Can you recast the part of the records that opens at their start and closes with the line containing "145 181 171 229" as a JSON list of strings, one string per line, with blank lines left out and the pictures omitted?

______________________________

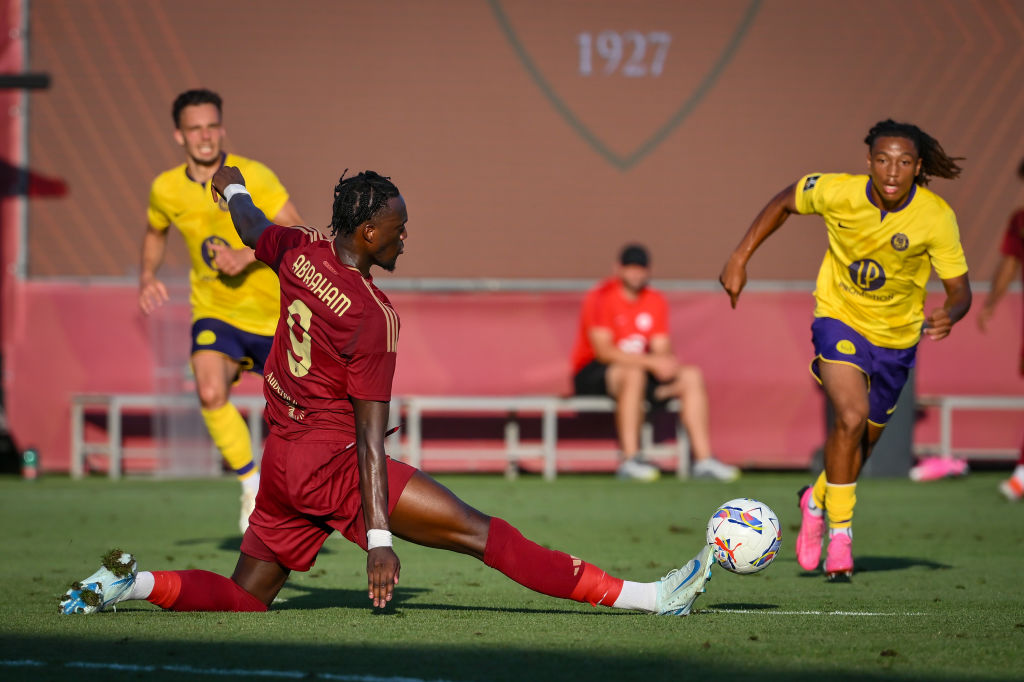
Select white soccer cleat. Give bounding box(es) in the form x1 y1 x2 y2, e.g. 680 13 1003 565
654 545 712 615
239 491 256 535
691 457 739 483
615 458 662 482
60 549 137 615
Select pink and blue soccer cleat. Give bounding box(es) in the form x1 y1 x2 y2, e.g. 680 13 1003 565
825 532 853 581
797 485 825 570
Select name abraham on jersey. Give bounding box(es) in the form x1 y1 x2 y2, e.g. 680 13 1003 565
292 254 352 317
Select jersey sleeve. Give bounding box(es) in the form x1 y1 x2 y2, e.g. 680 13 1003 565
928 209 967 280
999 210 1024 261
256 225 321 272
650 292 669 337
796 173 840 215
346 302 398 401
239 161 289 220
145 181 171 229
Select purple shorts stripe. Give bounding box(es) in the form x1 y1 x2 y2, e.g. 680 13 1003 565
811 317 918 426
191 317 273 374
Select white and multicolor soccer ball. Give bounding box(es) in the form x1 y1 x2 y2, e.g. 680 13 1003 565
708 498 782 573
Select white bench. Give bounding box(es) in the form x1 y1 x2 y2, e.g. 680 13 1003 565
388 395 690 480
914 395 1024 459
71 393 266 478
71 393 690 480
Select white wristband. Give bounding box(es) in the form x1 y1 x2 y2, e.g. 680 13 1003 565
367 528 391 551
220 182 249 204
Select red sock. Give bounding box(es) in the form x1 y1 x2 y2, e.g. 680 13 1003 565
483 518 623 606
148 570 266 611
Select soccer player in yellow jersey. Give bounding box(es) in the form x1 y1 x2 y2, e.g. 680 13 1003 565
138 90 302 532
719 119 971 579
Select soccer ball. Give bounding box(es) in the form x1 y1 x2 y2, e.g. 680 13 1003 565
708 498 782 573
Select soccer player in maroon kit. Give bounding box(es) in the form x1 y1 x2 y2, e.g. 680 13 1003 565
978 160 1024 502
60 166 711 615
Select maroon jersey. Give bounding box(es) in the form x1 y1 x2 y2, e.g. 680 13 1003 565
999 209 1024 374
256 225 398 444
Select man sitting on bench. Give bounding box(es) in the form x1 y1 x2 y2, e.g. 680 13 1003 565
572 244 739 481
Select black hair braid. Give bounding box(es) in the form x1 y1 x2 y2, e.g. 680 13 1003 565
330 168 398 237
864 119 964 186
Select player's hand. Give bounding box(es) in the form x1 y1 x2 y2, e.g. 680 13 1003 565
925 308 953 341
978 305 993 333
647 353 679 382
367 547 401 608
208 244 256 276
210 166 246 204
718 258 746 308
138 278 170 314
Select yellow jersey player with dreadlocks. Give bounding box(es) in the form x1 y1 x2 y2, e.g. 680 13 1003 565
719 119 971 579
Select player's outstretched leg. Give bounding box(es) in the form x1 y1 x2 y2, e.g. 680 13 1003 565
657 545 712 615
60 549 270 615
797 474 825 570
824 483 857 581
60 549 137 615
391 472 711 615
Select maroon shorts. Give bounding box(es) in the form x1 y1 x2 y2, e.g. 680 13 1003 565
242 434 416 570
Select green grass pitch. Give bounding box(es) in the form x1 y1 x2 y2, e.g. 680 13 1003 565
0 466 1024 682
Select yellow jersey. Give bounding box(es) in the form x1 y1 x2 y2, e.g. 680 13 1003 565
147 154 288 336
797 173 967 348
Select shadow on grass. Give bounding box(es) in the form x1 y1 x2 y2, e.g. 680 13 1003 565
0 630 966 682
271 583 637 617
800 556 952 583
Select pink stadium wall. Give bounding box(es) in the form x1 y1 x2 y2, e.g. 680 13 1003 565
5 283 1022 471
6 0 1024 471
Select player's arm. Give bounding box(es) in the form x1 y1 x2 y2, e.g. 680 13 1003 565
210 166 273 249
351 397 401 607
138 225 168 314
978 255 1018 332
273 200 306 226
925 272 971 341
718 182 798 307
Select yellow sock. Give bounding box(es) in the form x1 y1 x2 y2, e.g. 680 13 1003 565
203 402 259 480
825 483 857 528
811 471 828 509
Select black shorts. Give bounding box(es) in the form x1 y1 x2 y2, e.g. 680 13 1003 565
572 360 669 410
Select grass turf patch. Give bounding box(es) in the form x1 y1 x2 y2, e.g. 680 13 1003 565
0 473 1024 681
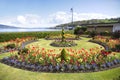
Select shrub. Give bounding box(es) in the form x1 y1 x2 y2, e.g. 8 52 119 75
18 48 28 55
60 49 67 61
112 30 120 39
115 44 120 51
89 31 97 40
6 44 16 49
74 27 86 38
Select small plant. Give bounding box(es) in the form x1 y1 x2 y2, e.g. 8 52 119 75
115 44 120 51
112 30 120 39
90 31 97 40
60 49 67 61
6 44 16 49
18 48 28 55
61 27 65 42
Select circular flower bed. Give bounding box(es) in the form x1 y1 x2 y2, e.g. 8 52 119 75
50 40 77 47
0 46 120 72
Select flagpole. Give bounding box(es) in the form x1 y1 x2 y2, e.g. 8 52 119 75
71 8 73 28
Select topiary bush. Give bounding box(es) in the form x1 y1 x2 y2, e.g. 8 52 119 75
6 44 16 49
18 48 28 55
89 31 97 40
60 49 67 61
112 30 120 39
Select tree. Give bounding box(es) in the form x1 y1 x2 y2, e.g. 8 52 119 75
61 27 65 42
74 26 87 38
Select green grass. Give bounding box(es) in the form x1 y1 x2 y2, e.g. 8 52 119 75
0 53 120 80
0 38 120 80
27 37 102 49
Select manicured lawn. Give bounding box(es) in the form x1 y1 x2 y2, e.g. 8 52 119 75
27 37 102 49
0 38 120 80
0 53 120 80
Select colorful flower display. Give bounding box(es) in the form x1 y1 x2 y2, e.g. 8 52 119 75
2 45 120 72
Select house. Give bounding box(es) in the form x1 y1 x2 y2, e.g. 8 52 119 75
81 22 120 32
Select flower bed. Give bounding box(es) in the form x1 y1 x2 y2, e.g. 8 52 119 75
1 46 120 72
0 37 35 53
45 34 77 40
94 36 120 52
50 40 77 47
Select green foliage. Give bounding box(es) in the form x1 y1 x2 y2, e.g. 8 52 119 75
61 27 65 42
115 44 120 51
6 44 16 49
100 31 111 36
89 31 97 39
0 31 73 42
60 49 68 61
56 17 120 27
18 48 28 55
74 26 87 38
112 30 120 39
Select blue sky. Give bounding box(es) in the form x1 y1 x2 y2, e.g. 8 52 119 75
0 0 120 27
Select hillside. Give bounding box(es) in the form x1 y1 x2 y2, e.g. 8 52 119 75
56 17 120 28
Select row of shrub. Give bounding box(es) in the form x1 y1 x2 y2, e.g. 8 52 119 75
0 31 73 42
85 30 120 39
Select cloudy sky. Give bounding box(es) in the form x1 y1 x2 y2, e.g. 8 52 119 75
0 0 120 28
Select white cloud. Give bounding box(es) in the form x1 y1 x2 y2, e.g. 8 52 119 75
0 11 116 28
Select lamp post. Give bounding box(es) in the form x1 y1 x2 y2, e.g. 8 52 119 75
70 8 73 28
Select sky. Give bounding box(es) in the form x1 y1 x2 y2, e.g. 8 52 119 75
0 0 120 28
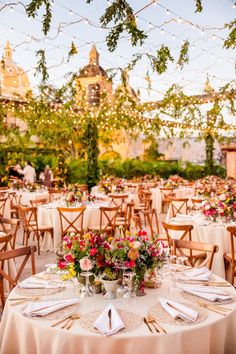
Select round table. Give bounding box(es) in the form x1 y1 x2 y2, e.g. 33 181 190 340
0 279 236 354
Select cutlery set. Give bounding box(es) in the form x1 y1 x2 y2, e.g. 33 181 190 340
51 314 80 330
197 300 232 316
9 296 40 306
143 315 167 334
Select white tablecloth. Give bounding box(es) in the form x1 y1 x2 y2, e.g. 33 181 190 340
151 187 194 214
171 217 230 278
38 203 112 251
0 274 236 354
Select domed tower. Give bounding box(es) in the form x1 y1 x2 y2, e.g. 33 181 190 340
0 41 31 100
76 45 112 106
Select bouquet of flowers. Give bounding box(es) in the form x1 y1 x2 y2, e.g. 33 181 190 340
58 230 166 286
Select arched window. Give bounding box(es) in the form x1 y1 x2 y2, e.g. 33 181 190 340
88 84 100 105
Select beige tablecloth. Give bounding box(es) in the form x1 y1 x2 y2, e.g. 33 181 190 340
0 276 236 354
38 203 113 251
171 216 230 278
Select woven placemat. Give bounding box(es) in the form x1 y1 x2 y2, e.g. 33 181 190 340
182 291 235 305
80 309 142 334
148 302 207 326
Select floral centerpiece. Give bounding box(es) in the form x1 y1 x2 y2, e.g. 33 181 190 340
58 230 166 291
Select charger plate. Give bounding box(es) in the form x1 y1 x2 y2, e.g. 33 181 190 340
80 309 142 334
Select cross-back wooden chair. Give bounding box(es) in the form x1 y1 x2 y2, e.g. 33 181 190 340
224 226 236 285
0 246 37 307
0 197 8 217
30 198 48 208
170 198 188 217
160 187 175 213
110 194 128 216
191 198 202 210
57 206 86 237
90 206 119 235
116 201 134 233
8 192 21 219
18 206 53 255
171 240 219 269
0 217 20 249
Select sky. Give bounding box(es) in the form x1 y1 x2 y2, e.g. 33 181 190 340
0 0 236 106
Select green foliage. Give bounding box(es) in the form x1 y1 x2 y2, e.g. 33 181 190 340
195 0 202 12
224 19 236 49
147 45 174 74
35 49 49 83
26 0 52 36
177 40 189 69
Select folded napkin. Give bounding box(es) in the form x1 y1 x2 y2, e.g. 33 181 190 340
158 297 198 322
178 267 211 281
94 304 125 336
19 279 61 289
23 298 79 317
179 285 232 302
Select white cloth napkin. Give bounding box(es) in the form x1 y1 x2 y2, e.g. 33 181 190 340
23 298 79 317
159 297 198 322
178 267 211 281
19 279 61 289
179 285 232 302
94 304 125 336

______________________________

*Written solution:*
[
  "Select white soccer cleat. Give bounding box(es) in the form x1 y1 x2 y2, e.g. 680 13 1003 565",
  "654 545 712 615",
  "239 491 256 535",
  "691 457 739 483",
  "615 458 662 482",
  "60 549 137 615",
  "Select pink and blue soccer cleat. Give bounding box(es) in the form x1 y1 x2 y2, e.g. 680 13 1003 565",
  "825 532 853 581",
  "797 485 825 570",
  "Select name abraham on jersey. Give bounding box(es) in the form x1 y1 x2 y2, e.g. 680 13 1003 565",
  "292 254 352 317",
  "Select jersey sleeve. Give bounding box(es) in the form x1 y1 x2 y2, e.g. 680 13 1003 565",
  "928 209 967 280",
  "999 210 1024 261",
  "256 225 321 272",
  "650 292 669 337",
  "796 173 840 215",
  "346 302 398 401",
  "239 161 289 220",
  "145 181 171 229"
]